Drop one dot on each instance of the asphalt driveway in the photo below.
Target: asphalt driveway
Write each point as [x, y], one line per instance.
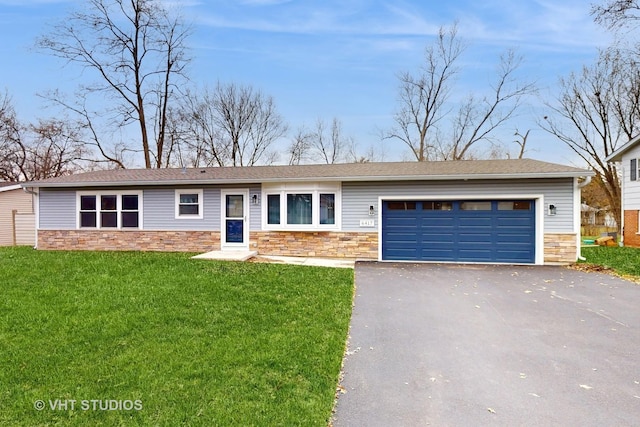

==

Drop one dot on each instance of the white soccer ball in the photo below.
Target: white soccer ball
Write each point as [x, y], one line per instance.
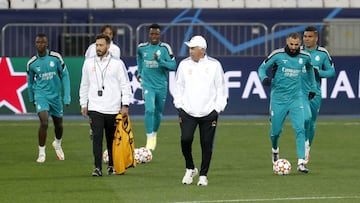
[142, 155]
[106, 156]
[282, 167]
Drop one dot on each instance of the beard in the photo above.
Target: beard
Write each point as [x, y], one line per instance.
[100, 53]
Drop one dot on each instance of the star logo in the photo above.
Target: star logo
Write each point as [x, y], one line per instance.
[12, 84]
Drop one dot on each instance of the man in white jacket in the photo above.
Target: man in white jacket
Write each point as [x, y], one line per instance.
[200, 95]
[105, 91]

Exercise directions: If a line in the records contains the word "above", copy it.

Answer box:
Drop one dot on each instance of the beard in the photo above.
Drop one dot on each instance of the star logo in the photo above.
Drop one dot on each instance of the man in white jacket in the photo above.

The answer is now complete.